▶ [Exercise objective]: Arrange the lines of the entries as a JSON list of strings, one string per line and with blank lines omitted, starting at the first line and running up to and including the line with "150 139 438 470". Include no other lines.

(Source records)
※ ※ ※
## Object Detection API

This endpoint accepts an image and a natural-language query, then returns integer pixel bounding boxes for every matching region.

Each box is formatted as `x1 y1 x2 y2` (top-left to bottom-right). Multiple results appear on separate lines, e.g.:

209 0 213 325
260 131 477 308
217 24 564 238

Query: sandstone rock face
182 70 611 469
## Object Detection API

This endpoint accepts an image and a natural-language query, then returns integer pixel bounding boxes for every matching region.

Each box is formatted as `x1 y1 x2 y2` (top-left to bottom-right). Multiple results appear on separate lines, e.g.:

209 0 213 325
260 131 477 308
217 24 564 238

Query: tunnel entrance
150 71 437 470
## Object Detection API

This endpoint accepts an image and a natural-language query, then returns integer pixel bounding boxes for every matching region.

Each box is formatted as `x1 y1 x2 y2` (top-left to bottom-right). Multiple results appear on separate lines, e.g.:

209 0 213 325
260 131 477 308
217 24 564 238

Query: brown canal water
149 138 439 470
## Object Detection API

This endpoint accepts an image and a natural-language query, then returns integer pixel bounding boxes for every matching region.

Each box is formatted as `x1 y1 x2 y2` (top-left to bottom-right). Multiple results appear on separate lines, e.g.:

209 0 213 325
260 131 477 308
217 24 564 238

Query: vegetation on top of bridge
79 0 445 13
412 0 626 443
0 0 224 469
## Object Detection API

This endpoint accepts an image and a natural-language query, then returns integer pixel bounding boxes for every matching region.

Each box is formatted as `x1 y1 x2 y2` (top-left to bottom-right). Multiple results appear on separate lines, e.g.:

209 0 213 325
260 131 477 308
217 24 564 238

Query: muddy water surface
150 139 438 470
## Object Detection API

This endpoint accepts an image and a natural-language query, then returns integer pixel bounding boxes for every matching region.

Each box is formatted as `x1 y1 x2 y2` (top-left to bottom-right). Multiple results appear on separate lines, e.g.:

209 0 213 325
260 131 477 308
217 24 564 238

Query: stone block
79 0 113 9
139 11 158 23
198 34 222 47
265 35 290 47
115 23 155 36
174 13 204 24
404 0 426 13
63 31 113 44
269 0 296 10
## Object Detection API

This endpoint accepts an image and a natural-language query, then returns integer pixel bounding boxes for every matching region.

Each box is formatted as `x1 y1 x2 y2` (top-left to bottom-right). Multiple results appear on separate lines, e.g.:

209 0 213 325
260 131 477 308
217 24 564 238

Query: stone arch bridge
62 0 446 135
※ ※ ※
▶ [Answer below]:
[
  "## Object Detection API",
  "This endpoint accepts an image and a natural-language query, then returns integer pixel bounding boxes for every matching region.",
  "Each box is formatted as `x1 y1 x2 y2` (top-left to bottom-right). Multiple results appear on separate lines, e.g.:",
  "209 0 213 325",
  "260 131 477 308",
  "217 24 564 238",
  "Query: sandstone rock face",
  "182 70 611 469",
  "## Object Detection API",
  "This endpoint accepts an image and a natural-language query, then returns integer pixel bounding boxes for every matching region.",
  "Each box is formatted as `x1 y1 x2 y2` (top-left to bottom-right). Multiple results appear on separate lines, e.g.:",
  "209 0 213 325",
  "260 131 477 308",
  "217 24 564 238",
  "Query: tunnel entrance",
  "150 71 437 470",
  "## Object Detection API",
  "This endpoint accepts an image and a natural-language query, then returns integer pixel bounding boxes for every matching region.",
  "Each box is formatted as `x1 y1 x2 y2` (top-left to bottom-right). Multiple results appear on separate lines, e.g.:",
  "209 0 213 325",
  "260 131 477 308",
  "217 24 564 238",
  "Query: brown canal water",
  "149 138 439 470",
  "## Object Detection API",
  "This endpoint accepts an image and a natural-language query, then returns integer pixel bounding boxes for every matching region.",
  "Each box is formatted as `x1 y1 x2 y2` (top-left to bottom-right). Multiple results appear on separate lines, e.g.:",
  "209 0 213 325",
  "260 131 477 308",
  "217 24 564 238",
  "Query: vegetation on top of bridge",
  "79 0 445 13",
  "412 0 626 443",
  "0 0 224 469",
  "## Object Detection API",
  "This endpoint accepts an image and a natural-language query, then returns integer pixel bounding boxes for every matching region.",
  "Each box is formatted as `x1 y1 x2 y2` (top-left to bottom-right). Multiple results appear on separate lines, e.g.:",
  "209 0 213 325",
  "260 131 477 308",
  "217 24 564 238",
  "Query: muddy water surface",
  "150 139 438 470"
]